▸ MATERIAL PROVIDED

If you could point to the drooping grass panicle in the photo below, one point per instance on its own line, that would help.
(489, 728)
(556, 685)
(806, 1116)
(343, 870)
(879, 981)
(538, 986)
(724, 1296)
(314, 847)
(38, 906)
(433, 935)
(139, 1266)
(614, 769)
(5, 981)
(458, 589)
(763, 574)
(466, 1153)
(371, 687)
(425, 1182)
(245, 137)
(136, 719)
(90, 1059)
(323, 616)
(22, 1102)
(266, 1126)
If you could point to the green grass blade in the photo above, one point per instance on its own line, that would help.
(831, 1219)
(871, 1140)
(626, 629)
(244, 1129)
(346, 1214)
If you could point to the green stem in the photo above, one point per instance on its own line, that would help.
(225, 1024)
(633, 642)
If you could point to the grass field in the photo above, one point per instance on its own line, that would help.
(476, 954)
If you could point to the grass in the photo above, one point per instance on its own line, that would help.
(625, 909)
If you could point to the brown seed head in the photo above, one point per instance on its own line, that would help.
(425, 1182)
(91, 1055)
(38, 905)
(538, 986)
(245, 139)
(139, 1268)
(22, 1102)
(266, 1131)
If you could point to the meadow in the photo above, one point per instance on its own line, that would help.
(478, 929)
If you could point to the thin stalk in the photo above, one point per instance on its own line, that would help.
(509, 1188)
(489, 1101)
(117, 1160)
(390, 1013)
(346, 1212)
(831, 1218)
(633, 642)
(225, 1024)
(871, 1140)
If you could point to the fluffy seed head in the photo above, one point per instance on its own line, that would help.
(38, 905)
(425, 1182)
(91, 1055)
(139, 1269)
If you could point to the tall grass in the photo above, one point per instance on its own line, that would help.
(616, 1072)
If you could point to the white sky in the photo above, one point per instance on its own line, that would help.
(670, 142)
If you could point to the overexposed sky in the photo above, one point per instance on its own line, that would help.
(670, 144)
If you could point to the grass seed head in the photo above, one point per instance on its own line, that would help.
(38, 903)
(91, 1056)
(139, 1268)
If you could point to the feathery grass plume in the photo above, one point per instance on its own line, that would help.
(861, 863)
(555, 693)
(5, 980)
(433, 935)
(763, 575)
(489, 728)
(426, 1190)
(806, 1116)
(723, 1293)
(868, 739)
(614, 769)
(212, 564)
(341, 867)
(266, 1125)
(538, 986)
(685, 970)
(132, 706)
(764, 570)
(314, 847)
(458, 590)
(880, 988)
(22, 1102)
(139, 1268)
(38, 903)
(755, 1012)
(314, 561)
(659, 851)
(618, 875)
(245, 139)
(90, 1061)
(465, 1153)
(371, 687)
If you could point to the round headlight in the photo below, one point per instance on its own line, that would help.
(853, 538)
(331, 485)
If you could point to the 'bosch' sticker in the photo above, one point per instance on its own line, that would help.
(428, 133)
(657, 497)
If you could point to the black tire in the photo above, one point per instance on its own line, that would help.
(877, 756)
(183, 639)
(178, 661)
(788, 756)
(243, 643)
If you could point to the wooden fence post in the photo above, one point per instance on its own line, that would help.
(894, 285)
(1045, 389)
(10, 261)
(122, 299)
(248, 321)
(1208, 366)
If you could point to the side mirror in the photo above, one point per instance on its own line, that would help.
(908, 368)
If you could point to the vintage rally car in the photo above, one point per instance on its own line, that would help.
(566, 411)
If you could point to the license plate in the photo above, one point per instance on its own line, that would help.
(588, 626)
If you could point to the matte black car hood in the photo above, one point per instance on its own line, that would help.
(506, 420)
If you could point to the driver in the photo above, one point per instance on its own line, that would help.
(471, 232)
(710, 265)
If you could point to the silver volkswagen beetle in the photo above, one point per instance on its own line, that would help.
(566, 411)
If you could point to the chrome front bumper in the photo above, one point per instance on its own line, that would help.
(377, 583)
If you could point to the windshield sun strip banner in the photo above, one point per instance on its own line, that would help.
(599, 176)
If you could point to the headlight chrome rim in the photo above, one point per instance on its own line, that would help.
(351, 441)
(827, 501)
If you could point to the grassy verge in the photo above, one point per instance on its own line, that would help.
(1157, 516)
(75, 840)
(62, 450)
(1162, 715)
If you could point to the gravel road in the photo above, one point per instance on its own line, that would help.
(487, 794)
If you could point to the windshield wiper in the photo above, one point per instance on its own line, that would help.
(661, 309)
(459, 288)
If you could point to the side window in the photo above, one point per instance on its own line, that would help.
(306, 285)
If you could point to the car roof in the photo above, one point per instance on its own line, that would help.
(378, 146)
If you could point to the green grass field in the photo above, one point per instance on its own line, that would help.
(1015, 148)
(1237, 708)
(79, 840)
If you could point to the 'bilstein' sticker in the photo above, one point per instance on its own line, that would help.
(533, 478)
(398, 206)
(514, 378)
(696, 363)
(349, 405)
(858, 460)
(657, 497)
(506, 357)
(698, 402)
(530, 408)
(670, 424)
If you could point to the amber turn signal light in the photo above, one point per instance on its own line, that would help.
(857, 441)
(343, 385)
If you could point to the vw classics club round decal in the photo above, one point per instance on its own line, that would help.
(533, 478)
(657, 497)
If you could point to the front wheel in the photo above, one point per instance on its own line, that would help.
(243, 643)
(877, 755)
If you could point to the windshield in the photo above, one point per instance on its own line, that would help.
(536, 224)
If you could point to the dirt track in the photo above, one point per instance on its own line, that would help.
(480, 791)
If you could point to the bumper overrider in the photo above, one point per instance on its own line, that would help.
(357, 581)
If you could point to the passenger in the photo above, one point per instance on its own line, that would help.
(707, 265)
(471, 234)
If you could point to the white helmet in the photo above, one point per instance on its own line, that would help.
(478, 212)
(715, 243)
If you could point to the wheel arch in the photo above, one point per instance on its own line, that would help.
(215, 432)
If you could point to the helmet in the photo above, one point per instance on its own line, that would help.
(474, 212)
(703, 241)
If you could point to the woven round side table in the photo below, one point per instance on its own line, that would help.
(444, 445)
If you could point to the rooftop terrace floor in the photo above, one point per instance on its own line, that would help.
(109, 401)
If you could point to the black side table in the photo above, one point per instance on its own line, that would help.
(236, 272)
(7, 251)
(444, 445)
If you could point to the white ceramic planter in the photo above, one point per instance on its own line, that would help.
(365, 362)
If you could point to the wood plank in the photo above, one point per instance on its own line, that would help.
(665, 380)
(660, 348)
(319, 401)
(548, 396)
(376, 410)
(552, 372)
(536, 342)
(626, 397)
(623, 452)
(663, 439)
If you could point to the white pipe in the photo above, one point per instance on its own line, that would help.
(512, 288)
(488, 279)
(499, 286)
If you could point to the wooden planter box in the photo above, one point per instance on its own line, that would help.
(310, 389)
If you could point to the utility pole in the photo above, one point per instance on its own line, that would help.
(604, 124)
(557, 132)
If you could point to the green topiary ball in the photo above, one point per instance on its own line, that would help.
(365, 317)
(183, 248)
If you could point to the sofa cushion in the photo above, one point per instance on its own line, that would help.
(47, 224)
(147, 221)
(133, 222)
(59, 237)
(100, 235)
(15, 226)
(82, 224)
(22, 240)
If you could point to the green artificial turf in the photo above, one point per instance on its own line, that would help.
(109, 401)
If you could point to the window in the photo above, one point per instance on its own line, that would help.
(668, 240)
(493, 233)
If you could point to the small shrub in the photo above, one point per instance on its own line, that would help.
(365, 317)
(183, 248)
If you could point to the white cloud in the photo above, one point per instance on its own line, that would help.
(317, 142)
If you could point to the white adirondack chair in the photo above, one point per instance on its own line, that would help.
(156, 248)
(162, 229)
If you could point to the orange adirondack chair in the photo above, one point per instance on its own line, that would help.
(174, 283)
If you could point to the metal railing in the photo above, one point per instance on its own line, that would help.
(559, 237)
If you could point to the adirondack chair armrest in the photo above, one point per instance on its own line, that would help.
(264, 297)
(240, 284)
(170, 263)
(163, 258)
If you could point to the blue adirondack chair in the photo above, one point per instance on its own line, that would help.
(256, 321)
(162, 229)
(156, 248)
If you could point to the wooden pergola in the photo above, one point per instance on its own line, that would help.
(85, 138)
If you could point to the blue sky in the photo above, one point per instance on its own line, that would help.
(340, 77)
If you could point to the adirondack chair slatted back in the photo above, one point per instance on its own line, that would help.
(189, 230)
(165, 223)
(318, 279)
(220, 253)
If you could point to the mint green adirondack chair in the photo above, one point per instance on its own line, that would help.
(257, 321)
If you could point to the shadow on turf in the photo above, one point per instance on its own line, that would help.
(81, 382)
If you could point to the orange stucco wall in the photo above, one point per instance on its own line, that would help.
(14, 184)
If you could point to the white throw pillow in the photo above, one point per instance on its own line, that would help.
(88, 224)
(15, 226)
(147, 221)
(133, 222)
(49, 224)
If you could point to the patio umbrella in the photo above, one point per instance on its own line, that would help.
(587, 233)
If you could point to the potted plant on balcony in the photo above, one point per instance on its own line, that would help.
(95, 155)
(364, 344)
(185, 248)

▸ PROBLEM TO SOLVE
Return, without any change, the lines from the one holding "If you could point to the potted" through the end of the listing, and only those.

▸ RESPONSE AREA
If you could point to the potted plant on balcony in the photo above, one point per instance on its own line, that would help.
(95, 155)
(364, 344)
(185, 248)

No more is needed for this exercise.